> [STORED RECORDS]
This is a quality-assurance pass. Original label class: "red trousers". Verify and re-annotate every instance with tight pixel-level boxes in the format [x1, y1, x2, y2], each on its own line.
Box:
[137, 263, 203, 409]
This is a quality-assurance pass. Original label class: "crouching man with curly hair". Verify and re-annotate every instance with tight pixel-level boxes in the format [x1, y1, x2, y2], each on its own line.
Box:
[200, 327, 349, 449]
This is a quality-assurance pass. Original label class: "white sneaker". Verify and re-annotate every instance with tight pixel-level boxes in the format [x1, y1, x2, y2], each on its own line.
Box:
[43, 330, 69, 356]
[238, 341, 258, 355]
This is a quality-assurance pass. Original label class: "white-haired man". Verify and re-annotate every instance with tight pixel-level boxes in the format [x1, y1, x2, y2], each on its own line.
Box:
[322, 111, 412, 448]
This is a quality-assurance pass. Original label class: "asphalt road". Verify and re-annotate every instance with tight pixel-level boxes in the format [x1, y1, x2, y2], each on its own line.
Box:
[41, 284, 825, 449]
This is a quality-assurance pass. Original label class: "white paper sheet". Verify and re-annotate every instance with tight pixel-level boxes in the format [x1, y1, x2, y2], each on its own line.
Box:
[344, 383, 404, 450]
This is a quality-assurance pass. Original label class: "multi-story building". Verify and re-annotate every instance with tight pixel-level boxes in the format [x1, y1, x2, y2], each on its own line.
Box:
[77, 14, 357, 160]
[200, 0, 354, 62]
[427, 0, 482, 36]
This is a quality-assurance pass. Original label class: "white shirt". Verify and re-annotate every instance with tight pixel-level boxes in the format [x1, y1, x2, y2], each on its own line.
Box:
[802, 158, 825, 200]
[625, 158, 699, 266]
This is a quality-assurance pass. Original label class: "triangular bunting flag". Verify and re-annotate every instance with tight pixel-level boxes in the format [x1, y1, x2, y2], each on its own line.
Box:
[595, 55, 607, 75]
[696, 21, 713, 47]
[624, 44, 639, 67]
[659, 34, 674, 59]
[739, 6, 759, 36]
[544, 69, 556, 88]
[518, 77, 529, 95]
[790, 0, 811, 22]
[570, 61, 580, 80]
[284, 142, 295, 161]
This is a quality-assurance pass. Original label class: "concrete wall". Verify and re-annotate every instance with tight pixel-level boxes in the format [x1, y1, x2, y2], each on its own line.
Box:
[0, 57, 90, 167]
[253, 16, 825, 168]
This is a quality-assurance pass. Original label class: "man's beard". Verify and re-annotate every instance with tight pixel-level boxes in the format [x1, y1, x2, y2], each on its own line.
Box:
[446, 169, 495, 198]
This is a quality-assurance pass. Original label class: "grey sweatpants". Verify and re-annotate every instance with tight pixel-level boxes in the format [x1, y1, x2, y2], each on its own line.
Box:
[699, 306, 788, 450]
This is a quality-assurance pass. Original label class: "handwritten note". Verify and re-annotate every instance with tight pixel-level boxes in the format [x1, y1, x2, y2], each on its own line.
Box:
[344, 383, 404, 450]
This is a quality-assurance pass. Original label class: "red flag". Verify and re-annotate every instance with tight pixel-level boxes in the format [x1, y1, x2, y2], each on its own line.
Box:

> [DESCRIPTION OF THE TASK]
Copy in full every line from the entries above that contains the word "flag".

> [ANSWER TO THE TASK]
This is a quality-assurance pass. Original label class: "triangular bunting flag". Verify and re-annotate every instance with tight pixel-level boxes in the format [x1, y1, x2, y2], each on its own line.
This is a quality-assurance pass. Original label class: "red flag". Verify and re-annotate every instance with tight pixel-level boxes in the format [x1, y1, x2, y2], each on its own line.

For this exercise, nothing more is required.